(Named object pointing entries)
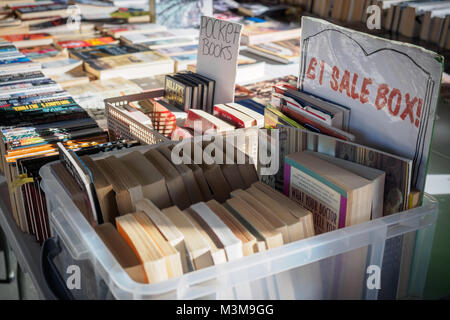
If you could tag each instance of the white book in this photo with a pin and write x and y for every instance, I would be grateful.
(377, 176)
(255, 115)
(19, 68)
(231, 244)
(167, 229)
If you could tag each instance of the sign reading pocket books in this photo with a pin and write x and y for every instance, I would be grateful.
(217, 55)
(391, 88)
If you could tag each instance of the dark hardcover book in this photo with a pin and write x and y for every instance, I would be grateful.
(32, 98)
(178, 93)
(202, 90)
(91, 53)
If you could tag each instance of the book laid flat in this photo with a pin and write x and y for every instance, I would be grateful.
(167, 229)
(144, 247)
(236, 118)
(337, 197)
(199, 253)
(130, 66)
(69, 44)
(203, 121)
(29, 40)
(121, 251)
(127, 188)
(152, 181)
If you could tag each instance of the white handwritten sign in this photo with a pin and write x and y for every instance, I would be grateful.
(217, 56)
(391, 88)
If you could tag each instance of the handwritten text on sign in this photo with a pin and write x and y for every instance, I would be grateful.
(217, 56)
(398, 103)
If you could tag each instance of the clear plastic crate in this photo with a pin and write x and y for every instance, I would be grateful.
(333, 265)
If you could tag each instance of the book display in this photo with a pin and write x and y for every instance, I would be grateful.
(207, 150)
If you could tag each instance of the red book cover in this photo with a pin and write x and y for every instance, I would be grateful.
(224, 115)
(301, 119)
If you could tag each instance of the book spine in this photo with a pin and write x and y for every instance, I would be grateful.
(326, 201)
(224, 115)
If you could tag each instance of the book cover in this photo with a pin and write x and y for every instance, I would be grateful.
(392, 98)
(42, 52)
(181, 13)
(27, 37)
(105, 63)
(176, 93)
(86, 43)
(108, 50)
(32, 8)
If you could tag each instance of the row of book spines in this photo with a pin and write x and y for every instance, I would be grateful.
(27, 198)
(236, 217)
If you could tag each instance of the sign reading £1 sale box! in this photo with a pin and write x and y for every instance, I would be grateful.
(217, 56)
(391, 88)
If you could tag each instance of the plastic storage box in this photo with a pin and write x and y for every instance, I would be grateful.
(358, 262)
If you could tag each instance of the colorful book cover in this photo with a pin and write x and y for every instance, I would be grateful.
(127, 13)
(40, 52)
(124, 60)
(86, 43)
(20, 77)
(266, 28)
(182, 13)
(326, 200)
(26, 37)
(16, 60)
(179, 50)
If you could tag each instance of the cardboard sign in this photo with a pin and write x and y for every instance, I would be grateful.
(391, 88)
(83, 177)
(217, 56)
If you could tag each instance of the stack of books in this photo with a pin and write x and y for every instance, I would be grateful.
(163, 220)
(36, 114)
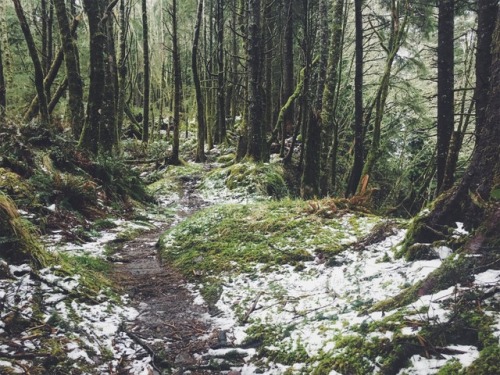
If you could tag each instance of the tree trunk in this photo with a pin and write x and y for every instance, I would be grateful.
(329, 126)
(3, 100)
(445, 121)
(487, 10)
(288, 87)
(4, 44)
(471, 201)
(357, 166)
(220, 130)
(122, 68)
(50, 77)
(39, 84)
(255, 148)
(108, 125)
(177, 85)
(90, 137)
(75, 84)
(200, 111)
(309, 183)
(396, 39)
(147, 72)
(463, 123)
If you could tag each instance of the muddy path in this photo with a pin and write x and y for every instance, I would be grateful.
(172, 327)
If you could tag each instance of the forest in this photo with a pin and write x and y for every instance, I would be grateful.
(250, 187)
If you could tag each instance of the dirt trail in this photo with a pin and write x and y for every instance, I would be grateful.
(171, 326)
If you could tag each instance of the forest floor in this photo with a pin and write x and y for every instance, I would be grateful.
(219, 279)
(171, 324)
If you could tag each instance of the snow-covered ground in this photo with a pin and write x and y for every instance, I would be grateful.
(318, 304)
(314, 305)
(81, 332)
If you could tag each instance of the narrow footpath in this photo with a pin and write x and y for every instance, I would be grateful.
(172, 327)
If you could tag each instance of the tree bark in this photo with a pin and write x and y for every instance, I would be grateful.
(470, 200)
(200, 110)
(445, 121)
(396, 39)
(122, 68)
(50, 77)
(177, 85)
(288, 67)
(329, 126)
(147, 72)
(255, 148)
(3, 99)
(309, 183)
(75, 84)
(357, 166)
(39, 76)
(487, 11)
(97, 135)
(220, 131)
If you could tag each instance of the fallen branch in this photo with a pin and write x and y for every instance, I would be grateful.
(252, 308)
(145, 346)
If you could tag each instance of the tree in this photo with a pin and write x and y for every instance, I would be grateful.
(445, 122)
(309, 183)
(471, 200)
(255, 148)
(122, 65)
(487, 11)
(357, 166)
(288, 67)
(147, 72)
(220, 131)
(330, 129)
(39, 76)
(177, 84)
(99, 131)
(71, 59)
(200, 111)
(3, 101)
(396, 38)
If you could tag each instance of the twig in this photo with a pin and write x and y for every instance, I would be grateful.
(252, 308)
(146, 347)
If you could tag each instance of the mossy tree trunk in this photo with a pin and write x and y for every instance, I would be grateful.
(108, 136)
(329, 129)
(357, 165)
(177, 85)
(309, 183)
(487, 11)
(396, 39)
(465, 118)
(147, 72)
(3, 99)
(99, 131)
(220, 129)
(122, 66)
(288, 72)
(255, 148)
(200, 110)
(471, 200)
(75, 84)
(445, 51)
(39, 76)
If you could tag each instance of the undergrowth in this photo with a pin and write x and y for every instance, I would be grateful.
(236, 237)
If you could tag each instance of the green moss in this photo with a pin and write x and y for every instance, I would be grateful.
(235, 237)
(17, 188)
(453, 270)
(250, 178)
(452, 367)
(487, 363)
(271, 343)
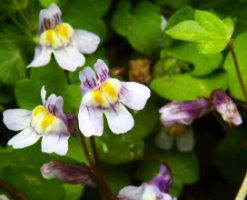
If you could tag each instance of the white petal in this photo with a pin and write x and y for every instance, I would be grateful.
(25, 138)
(164, 140)
(185, 141)
(102, 70)
(134, 95)
(88, 79)
(43, 94)
(42, 56)
(119, 119)
(17, 119)
(55, 143)
(90, 121)
(85, 41)
(69, 58)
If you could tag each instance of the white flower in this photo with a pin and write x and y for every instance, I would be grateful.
(47, 121)
(61, 39)
(103, 94)
(226, 107)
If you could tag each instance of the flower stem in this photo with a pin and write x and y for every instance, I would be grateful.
(12, 191)
(240, 78)
(94, 148)
(242, 193)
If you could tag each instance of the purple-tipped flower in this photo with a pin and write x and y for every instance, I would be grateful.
(180, 134)
(183, 112)
(155, 189)
(105, 95)
(69, 173)
(47, 121)
(66, 43)
(225, 106)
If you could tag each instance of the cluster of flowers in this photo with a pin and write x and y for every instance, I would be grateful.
(101, 95)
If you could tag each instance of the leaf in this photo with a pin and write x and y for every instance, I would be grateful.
(240, 49)
(203, 64)
(210, 32)
(88, 16)
(140, 25)
(12, 66)
(27, 91)
(170, 87)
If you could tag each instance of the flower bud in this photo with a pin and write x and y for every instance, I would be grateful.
(69, 173)
(225, 107)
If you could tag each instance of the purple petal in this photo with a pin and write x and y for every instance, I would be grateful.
(69, 173)
(17, 119)
(183, 112)
(88, 79)
(25, 138)
(69, 58)
(134, 95)
(225, 106)
(56, 143)
(85, 41)
(49, 18)
(119, 119)
(42, 56)
(102, 70)
(90, 121)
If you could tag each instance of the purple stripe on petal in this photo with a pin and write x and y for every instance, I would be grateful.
(102, 70)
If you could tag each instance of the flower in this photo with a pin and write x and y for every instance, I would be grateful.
(69, 173)
(184, 112)
(153, 190)
(103, 94)
(61, 39)
(179, 133)
(47, 121)
(225, 106)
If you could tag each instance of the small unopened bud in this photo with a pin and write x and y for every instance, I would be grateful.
(225, 106)
(69, 173)
(163, 179)
(177, 112)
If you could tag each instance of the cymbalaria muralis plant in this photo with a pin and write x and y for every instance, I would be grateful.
(123, 100)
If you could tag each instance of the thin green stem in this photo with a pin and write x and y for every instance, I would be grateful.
(12, 191)
(242, 193)
(94, 148)
(240, 78)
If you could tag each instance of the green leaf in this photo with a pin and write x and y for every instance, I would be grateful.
(27, 91)
(12, 65)
(240, 49)
(73, 192)
(185, 13)
(170, 87)
(188, 30)
(140, 25)
(203, 64)
(87, 15)
(47, 3)
(210, 32)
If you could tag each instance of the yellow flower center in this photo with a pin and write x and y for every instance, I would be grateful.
(43, 121)
(104, 96)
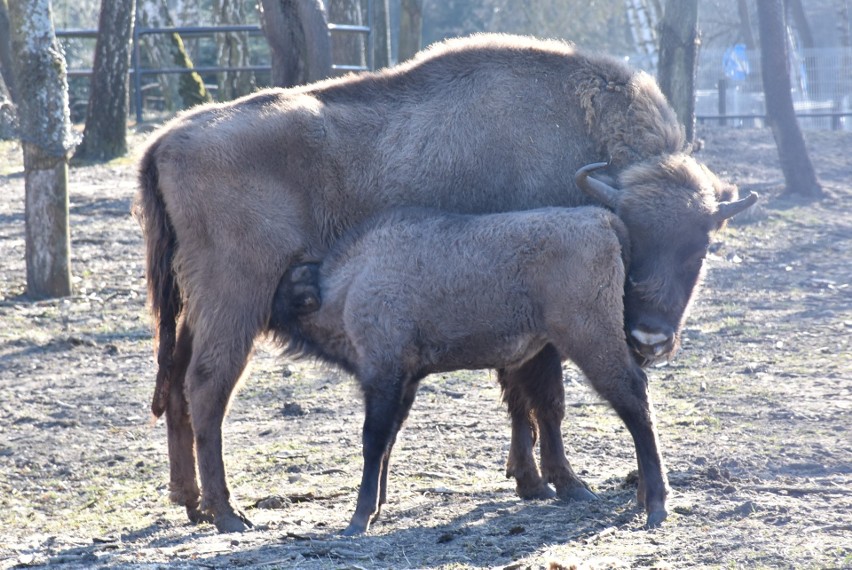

TASK DIRECTIONS:
Which lines in the entries above contain the string "forest"? Return each of those lines in full.

EXERCISE RESULT:
If you could tag each instance of the forest in this photo with a pin and write x and y for every instance, I would be grateful.
If you could tag each instance of the forest floor in this photo with a pin and write x and y for every instance, I would be grateful.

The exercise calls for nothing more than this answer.